Content starts
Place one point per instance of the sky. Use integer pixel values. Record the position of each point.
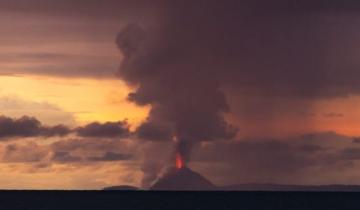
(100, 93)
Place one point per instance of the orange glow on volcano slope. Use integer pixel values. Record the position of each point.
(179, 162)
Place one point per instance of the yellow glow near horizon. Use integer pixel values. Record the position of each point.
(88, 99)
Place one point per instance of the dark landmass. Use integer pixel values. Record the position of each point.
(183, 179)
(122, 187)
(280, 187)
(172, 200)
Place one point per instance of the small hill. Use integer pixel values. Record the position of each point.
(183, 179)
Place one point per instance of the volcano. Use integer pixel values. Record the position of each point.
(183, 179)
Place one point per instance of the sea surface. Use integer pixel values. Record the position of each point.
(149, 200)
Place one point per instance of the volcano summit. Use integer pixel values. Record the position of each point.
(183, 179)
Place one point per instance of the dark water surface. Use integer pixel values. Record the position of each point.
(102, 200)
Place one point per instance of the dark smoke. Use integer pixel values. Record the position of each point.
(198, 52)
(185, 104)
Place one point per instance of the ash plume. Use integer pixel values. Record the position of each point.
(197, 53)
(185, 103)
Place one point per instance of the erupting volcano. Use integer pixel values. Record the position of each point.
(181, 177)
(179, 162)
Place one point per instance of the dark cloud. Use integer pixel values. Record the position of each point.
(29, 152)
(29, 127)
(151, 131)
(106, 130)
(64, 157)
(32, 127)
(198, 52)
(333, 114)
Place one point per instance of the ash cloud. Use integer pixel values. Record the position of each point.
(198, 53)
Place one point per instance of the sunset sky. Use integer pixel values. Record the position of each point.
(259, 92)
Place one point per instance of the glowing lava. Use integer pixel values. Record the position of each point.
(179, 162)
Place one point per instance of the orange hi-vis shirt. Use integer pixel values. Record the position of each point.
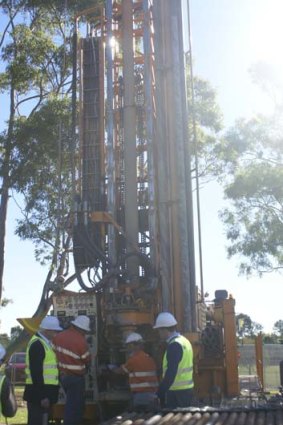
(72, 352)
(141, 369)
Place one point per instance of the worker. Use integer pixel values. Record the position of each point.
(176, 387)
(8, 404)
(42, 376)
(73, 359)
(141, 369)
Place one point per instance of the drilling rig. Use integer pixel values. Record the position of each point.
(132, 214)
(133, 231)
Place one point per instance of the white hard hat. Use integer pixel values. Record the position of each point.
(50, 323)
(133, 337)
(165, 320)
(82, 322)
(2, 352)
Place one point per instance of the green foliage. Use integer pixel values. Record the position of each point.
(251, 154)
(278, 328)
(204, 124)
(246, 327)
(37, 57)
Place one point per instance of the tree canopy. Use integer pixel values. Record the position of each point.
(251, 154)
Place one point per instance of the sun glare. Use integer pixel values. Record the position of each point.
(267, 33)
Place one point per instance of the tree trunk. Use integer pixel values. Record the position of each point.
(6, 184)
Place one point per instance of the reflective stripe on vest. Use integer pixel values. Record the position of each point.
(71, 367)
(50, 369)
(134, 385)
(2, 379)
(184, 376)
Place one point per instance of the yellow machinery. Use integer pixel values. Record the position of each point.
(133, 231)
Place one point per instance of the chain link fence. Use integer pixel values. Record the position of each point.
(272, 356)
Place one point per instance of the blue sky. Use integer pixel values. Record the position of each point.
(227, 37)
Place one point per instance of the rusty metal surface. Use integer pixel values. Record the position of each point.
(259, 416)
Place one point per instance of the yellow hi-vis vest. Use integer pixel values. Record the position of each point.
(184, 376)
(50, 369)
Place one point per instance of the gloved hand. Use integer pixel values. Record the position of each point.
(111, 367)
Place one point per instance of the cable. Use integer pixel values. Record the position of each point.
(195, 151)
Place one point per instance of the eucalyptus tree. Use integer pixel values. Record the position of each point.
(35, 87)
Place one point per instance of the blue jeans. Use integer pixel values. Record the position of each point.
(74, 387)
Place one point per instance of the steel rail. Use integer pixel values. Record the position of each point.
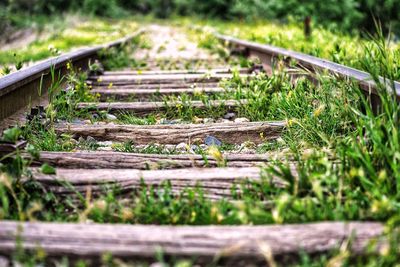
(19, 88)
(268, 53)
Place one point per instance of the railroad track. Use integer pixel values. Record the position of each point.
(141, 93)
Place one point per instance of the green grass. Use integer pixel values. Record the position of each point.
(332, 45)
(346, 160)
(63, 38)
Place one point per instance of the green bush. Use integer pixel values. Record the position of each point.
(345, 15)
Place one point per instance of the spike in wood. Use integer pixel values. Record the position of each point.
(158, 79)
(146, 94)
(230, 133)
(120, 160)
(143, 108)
Content ends
• [PROBLEM DESCRIPTION]:
Above are the entries; write them out again exactly, omitting the pictures.

• [FINISHED EXERCISE]:
Place one point per instance of the sky. Use integer pixel values. Record the position of each point.
(100, 93)
Place one point per instance of the orange glow on volcano slope. Use integer pixel values. Record the position of each point.
(179, 162)
Place one point per instance of the yellow glow near horizon. Use integer pixel values. Record the position of each point.
(88, 99)
Place one point per instance of the dark landmass. Use integer pixel values. Record the position of each point.
(183, 179)
(122, 187)
(280, 187)
(172, 200)
Place one point per instance of the small hill. Use integer pixel values. Record the position of each point.
(183, 179)
Place one point per instance of the volcano. Use integer pixel values. Record the position of each point.
(183, 179)
Place one point per instance of the sea surface. Use integer pixel values. Record the position of each point.
(149, 200)
Place one point per instance of the volcano summit. Use integer pixel values. Record the position of each point.
(183, 179)
Place one point per instance of the dark water surface. Use integer pixel values. Record the position of each point.
(102, 200)
Place one point per instance of the dark smoke. Use integer pixel values. Record the position of each point.
(198, 52)
(185, 104)
Place one point per instance of the ash plume. Use integer pixel values. Record the position of each point.
(197, 53)
(185, 103)
Place one point per instance of the erupting volcano. Use integer pixel values. Record the position of each point.
(181, 177)
(179, 162)
Place one point per instance of the dark cloud. Use integer pixel values. Record the position of each point.
(29, 152)
(29, 127)
(151, 131)
(106, 130)
(64, 157)
(32, 127)
(198, 52)
(333, 114)
Place one point per instance of the ash cloud. Use integer pixel values. Record the position of each point.
(198, 53)
Place one point per instance of the sunset sky. Use integer pixel values. Record the position of each point.
(259, 92)
Place one point per instance of the glowing lava. Use integer pixel values. Record the position of each point.
(179, 162)
Place one point per instance of the orange hi-vis shirt. Use integer pixel values. Record the position of each point.
(72, 352)
(141, 369)
Place one point per instance of the worker. Use integer pixel values. Record the position of each point.
(176, 387)
(8, 404)
(42, 376)
(73, 359)
(141, 369)
Place one point per instance of the drilling rig. Use integer pixel values. Record the position of each point.
(132, 214)
(133, 231)
Place one point per instance of the white hard hat. Use integer pixel values. Record the position of each point.
(50, 323)
(133, 337)
(165, 320)
(82, 322)
(2, 352)
Place one point per instance of the green foliage. Use integer pixel values. Record the position of each point.
(251, 154)
(278, 328)
(204, 124)
(246, 327)
(37, 57)
Place one point per instance of the tree canopy. Use integer pixel values. Record the position of each point.
(251, 154)
Place one point per instance of the sun glare. Use integer pixel values. Record the position of each point.
(267, 33)
Place one point per instance of the tree trunk. Use integer pixel values. Record the position of each point.
(6, 184)
Place one point per instance of the reflective stripe on vest. Use integer pixel values. Record the position of each point.
(71, 367)
(50, 369)
(134, 385)
(2, 379)
(184, 376)
Place one point per instance of the yellow machinery. Use integer pixel values. Record the position of each point.
(133, 231)
Place one point per instance of the chain link fence. Use integer pixel values. Record the position of each point.
(272, 356)
Place one point per instance of the blue sky. Use integer pixel values. Record the position of each point.
(227, 37)
Place one point per instance of the rusty metal surface. Use integer pixel values. Record the position of each point.
(259, 416)
Place one point per instance of the yellow hi-vis vest. Use integer pixel values. Record the position of each point.
(184, 376)
(50, 369)
Place one point per instance of the gloved hand. Use integer pixel values. Record the position of each point.
(111, 367)
Place one point per instance of the cable. Use integer pixel values. Record the position of each point.
(195, 151)
Place one point per instance of the eucalyptus tree. Use integer pixel values. Record the position of each point.
(35, 87)
Place one point per instance of the blue jeans. Use integer pixel values. Record the position of each point.
(74, 387)
Place one point per instance of the steel rail. Use integer pixel values. Record the position of each point.
(19, 88)
(268, 53)
Place one point per instance of the railroad track. Use integer pixel values. Record the position of each point.
(141, 93)
Place one point per instance of the green grass. Use integer pixel values. Record the position of each point.
(332, 45)
(346, 160)
(63, 38)
Place one point per instance of the green bush. Use integer pixel values. Record the position of each point.
(345, 15)
Place one point per instance of the spike in wood. Use integer pixel values. Record the position of each point.
(158, 79)
(146, 94)
(230, 133)
(120, 160)
(143, 108)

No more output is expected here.